**Trecho dado:**
Durante um dia de protestos na abertura da Copa do Mundo FIFA 2014 no Brasil, nesta quinta-feira, 12 de junho, manifestações foram marcadas pelo ataque das forças policiais, que agiram com truculência e reações desproporcionais, utilizando instrumentos de repressão, como bombas de gás lacrimogêneo, spray de pimenta, tiros de balas de borracha, além de detenções arbitrárias e falsas acusações. As resistências tendem a permanecerem presentes durante os jogos.

Uma repórter da Mídia Ninja, coletivo de jornalismo independente, foi presa em Belo Horizonte (Estado de Minas Gerais) ao transmitir ao vivo o ato “Copa sem povo, tô na rua de novo”, e sofreu série de arbitrariedades por parte da Polícia Militar (PM). Segundo a Ninja, detida, Karinny Magalhães foi mantida por mais de uma hora no interior de uma viatura, conduzida em sigilo a um quartel, onde foi espancada por cinco policiais até perder a consciência. Em seguida, foi levada à delegacia, onde passou a noite, prestou depoimento e realizou exame de corpo de delito.

Ela é acusada de integrar um grupo que virou de ponta cabeça uma viatura da Polícia Civil durante protesto. No momento da ação, no entanto, Karinny estava filmando a manifestação, comprovando a falsa acusação. Outros 10 manifestantes também foram detidos.

No Rio de Janeiro, uma manifestação pacífica reuniu mais de 4 mil pessoas no bairro da Lapa. Ao final do ato, no entanto, manifestantes foram atacados pela PM, que utilizava, de maneira abusiva e violenta, spray de pimenta e bombas de ”efeito moral”. Pelo menos quatro manifestantes foram detidos para “averiguação”. Outro protesto, na Praia de Copacabana, nos arredores do FIFA Fan Fest, duas pessoas foram presas, acusadas de portar material explosivo.

**Material fornecido:**
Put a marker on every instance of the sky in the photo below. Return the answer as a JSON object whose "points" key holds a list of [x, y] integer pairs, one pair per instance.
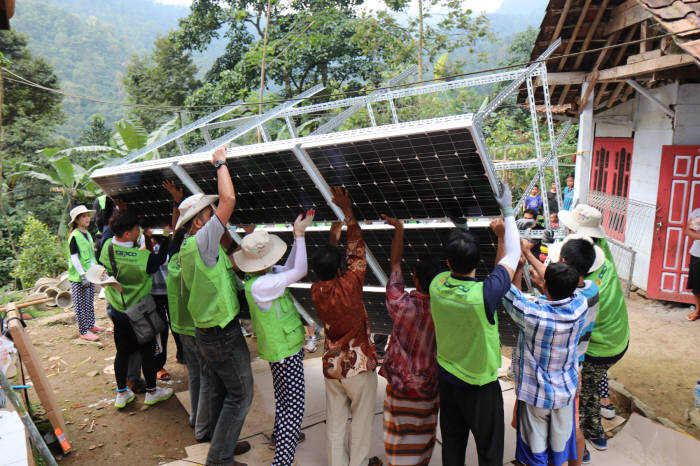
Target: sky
{"points": [[486, 6]]}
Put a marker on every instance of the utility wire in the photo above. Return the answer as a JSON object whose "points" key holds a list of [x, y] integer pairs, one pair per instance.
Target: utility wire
{"points": [[174, 108]]}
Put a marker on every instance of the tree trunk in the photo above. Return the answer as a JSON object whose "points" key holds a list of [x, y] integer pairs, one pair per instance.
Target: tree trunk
{"points": [[262, 64]]}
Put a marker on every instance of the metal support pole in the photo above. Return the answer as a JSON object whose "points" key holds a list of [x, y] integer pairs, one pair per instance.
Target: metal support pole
{"points": [[34, 434], [371, 114], [325, 190], [538, 149]]}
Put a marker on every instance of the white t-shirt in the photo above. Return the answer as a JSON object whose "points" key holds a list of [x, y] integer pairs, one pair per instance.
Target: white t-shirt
{"points": [[694, 222]]}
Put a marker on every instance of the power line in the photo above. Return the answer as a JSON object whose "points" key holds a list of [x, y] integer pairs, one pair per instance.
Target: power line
{"points": [[188, 108]]}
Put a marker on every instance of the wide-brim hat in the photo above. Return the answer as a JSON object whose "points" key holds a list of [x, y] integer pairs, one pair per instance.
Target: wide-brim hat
{"points": [[98, 275], [583, 219], [77, 211], [192, 206], [259, 250], [554, 253]]}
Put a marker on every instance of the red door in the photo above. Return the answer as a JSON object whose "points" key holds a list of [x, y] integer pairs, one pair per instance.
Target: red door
{"points": [[610, 174], [679, 194]]}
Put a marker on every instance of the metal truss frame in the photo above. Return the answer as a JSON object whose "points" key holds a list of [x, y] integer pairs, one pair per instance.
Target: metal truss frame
{"points": [[387, 93]]}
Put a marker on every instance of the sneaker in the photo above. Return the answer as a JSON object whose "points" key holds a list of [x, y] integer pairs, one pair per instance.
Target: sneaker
{"points": [[586, 457], [607, 411], [159, 394], [600, 443], [89, 336], [124, 398], [311, 344]]}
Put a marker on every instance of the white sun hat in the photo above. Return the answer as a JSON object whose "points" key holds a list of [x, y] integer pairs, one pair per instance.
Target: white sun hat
{"points": [[583, 219], [192, 205], [259, 250], [554, 253], [98, 275], [76, 211]]}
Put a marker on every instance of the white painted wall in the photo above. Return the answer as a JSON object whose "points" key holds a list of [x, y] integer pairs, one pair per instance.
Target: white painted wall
{"points": [[651, 129]]}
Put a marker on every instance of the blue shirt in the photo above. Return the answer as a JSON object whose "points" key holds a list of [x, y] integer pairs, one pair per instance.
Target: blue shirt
{"points": [[546, 372], [568, 198]]}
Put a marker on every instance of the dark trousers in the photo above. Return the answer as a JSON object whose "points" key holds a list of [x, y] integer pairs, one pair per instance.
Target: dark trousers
{"points": [[162, 310], [126, 343], [465, 408], [227, 367]]}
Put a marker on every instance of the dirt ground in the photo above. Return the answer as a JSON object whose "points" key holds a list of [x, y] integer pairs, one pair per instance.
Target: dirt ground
{"points": [[660, 368]]}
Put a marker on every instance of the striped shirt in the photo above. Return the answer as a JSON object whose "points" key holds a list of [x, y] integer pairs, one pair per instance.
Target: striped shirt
{"points": [[546, 372], [590, 292]]}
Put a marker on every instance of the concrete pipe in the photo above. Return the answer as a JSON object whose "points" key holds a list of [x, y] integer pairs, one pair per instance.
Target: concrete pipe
{"points": [[64, 299], [52, 293]]}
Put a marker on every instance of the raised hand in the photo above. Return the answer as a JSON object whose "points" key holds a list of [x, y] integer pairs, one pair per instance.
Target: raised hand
{"points": [[394, 222], [498, 227], [336, 230], [301, 224], [174, 191]]}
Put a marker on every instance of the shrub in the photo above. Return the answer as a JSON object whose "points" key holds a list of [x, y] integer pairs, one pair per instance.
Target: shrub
{"points": [[39, 253]]}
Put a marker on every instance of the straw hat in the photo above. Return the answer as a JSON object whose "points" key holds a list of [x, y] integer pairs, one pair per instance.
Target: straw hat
{"points": [[192, 205], [97, 274], [76, 211], [259, 250], [583, 219], [555, 251]]}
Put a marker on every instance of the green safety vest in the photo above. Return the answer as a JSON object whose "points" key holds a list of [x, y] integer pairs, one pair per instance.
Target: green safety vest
{"points": [[131, 273], [86, 254], [213, 300], [178, 296], [279, 331], [468, 346], [611, 331]]}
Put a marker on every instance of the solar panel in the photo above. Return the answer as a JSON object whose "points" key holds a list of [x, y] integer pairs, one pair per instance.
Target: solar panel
{"points": [[411, 171]]}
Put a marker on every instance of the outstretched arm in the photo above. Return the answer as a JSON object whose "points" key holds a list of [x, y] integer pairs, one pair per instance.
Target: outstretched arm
{"points": [[397, 243]]}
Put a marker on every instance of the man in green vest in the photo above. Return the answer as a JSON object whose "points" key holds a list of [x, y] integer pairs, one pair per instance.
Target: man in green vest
{"points": [[611, 331], [468, 343], [207, 276]]}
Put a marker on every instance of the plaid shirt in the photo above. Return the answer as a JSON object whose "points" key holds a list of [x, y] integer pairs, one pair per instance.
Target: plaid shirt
{"points": [[410, 365], [546, 371]]}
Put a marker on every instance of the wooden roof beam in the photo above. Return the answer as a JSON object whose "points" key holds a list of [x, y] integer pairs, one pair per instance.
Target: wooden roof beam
{"points": [[625, 15]]}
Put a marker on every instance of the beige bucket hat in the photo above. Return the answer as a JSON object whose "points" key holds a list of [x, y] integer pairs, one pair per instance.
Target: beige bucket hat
{"points": [[78, 210], [98, 275], [192, 205], [259, 250], [583, 219], [554, 253]]}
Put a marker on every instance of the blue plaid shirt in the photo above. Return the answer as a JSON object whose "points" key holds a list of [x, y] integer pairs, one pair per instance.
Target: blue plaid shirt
{"points": [[546, 359]]}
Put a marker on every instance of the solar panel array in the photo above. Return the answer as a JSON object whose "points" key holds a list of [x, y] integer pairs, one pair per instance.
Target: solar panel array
{"points": [[421, 170]]}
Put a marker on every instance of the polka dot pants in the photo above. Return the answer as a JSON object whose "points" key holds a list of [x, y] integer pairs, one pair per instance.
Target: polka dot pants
{"points": [[288, 382], [83, 305], [603, 389]]}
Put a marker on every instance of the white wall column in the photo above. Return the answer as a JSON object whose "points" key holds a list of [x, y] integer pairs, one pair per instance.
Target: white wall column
{"points": [[586, 132]]}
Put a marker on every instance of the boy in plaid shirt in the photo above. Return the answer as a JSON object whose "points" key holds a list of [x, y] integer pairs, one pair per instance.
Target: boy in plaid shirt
{"points": [[546, 365]]}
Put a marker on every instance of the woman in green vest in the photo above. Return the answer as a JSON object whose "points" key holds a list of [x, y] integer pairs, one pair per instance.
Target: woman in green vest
{"points": [[82, 257], [279, 329]]}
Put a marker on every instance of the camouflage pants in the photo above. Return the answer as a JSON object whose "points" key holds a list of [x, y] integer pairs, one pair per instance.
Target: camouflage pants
{"points": [[589, 400]]}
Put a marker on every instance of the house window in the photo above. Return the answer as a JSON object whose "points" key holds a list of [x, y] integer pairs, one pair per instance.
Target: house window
{"points": [[610, 176]]}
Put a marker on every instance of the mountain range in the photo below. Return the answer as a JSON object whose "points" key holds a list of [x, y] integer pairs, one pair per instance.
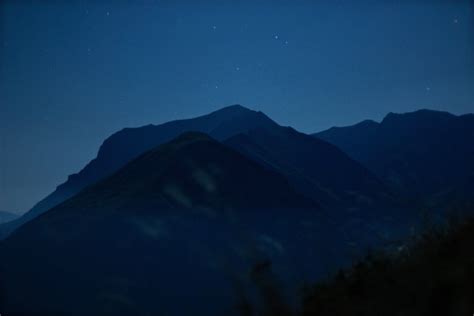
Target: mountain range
{"points": [[189, 216], [318, 169], [178, 218], [420, 154]]}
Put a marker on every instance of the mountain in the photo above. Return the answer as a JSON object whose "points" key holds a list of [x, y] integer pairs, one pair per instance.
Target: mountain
{"points": [[7, 216], [128, 143], [172, 232], [421, 154], [316, 168]]}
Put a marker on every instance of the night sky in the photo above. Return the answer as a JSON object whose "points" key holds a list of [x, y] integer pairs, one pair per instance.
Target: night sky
{"points": [[73, 72]]}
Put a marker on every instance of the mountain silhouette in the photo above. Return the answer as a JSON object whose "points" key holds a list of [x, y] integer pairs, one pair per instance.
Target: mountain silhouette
{"points": [[420, 154], [189, 214], [316, 168], [128, 143]]}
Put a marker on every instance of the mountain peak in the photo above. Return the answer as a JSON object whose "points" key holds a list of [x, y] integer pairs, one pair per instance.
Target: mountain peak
{"points": [[418, 114]]}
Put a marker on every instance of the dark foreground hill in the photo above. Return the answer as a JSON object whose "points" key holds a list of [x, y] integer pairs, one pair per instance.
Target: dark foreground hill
{"points": [[435, 276], [424, 154], [128, 143], [174, 232], [315, 168]]}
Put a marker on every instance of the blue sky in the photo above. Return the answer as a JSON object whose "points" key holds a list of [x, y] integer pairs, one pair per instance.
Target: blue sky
{"points": [[72, 74]]}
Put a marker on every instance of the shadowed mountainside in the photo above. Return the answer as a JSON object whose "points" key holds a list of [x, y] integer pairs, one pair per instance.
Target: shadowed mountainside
{"points": [[188, 213], [128, 143], [420, 154], [7, 216], [316, 168]]}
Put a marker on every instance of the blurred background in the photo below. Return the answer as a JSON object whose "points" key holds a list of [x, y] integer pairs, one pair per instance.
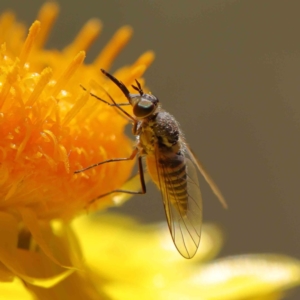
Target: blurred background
{"points": [[229, 71]]}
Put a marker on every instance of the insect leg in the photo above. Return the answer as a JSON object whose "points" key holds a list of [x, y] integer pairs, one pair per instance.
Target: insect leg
{"points": [[131, 157], [104, 101], [142, 181]]}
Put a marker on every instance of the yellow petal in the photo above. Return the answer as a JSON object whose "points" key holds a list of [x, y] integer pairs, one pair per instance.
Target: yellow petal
{"points": [[15, 290], [247, 277]]}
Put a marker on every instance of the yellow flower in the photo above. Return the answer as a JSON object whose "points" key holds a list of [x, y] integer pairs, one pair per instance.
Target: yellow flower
{"points": [[141, 262], [49, 128]]}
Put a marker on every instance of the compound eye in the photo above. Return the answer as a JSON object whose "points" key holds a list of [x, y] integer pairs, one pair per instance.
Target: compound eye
{"points": [[143, 108]]}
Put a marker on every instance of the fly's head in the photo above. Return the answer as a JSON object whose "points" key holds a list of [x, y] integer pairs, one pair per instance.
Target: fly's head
{"points": [[144, 105]]}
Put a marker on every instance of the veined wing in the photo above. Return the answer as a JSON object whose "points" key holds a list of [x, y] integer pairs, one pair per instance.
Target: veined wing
{"points": [[178, 182], [207, 177]]}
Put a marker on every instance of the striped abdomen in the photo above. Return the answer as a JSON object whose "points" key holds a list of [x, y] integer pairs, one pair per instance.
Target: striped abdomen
{"points": [[171, 180]]}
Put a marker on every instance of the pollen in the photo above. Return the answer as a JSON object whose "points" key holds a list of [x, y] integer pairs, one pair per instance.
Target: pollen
{"points": [[51, 127]]}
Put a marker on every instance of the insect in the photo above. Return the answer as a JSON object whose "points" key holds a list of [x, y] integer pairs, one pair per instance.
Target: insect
{"points": [[171, 165]]}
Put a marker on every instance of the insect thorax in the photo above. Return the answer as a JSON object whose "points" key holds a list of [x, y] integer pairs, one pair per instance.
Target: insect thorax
{"points": [[162, 130]]}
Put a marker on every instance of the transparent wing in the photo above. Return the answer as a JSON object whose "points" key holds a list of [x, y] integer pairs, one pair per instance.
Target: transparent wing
{"points": [[178, 183], [207, 177]]}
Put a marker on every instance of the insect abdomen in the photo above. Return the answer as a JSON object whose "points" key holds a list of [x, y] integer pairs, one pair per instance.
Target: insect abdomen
{"points": [[171, 180]]}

**Requisitos do exercício:**
(1) Segundo o trecho dado sobre os protestos na abertura da Copa, quantas pessoas a manifestação pacífica no bairro da Lapa reuniu?
(2) Enumere, conforme o trecho dado, os locais para onde Karinny Magalhães foi levada ou onde foi mantida depois de detida.
(3) Prossiga o texto sobre os protestos na abertura da Copa do Mundo de 2014 a partir da última frase apresentada.

**Respostas do exercício:**
(1) Mais de 4 mil pessoas.

(2) O interior de uma viatura, um quartel e a delegacia.

(3)
Três integrantes do Mariachi, coletivo de midiativistas, sendo dois no Rio e outro em Belo Horizonte, foram presos por portarem máscaras de proteção para o nariz e um agasalho. Eles filmavam e fotografavam a ação da polícia.

Na avaliação de Mario Campagnani, integrante do Comitê Popular da Copa do Rio de Janeiro, a estratégia da polícia é gerar violência, criando justificativa para a repressão e criminalizando as manifestações diante da população. “Nós fazíamos um ato pacífico e a polícia começou a prender aleatoriamente. A polícia está trabalhando para criar esse confronto, está agindo de forma calculada”, afirmou, em entrevista à Adital.

Em São Paulo, cidade onde aconteceu a cerimônia de abertura do evento, houve protestos que resvalaram em confrontos entre a Tropa de Choque e manifestantes. Os atos se dividiram em quatro pontos da cidade e reuniram cerca de 730 pessoas. Em torno de 31 pessoas foram detidas e pelo menos dois manifestantes ficaram feridos.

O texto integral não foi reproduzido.